WRITTEN INSTRUCTION:
Repeat each line of the material exactly.

Point-based annotation data:
————————
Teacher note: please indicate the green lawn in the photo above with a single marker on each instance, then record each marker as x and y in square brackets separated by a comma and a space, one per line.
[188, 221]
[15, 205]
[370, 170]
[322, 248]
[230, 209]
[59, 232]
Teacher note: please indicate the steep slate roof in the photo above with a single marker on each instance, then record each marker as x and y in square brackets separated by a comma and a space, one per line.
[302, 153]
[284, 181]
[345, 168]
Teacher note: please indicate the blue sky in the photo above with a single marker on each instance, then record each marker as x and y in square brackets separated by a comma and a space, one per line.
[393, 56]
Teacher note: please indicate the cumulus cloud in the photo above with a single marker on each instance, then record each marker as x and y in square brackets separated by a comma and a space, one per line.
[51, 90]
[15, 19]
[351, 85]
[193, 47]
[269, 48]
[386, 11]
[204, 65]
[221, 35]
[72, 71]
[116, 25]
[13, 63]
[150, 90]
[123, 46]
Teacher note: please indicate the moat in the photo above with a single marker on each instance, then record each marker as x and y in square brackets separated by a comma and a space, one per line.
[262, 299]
————————
EXERCISE RESULT:
Teacher note: please indicate the green lawn in the photo above with a single marker on each instance, then record each marker as x and y in square brackets separated by a comma and a space, one per line.
[188, 221]
[15, 205]
[370, 170]
[322, 248]
[230, 209]
[59, 232]
Teacher note: please indicate the steep slate roof in the photo above with a single marker on each instance, then record each marker as x and y in square brackets separated by a comma and a space, one per line.
[302, 153]
[284, 181]
[345, 168]
Teacher note: please indicate the blue sky in the photo above with a single marker on each instance, then record each marker as x and y in square brackets separated by a comma and a space, one per line.
[393, 56]
Teacher note: please indicate the cumulus cloud in the photo above with a single marker on each instance, then record each marker as x and y in square brackets separated by a comma and a space, one per line.
[51, 90]
[15, 19]
[351, 85]
[193, 47]
[269, 48]
[386, 11]
[204, 65]
[221, 35]
[72, 71]
[116, 25]
[13, 63]
[150, 90]
[123, 46]
Teacher note: please indicate the moat in the photo above with a single marker on each instance, then record each marker as x and y in square brackets separated by a comma and a space, one per line.
[262, 299]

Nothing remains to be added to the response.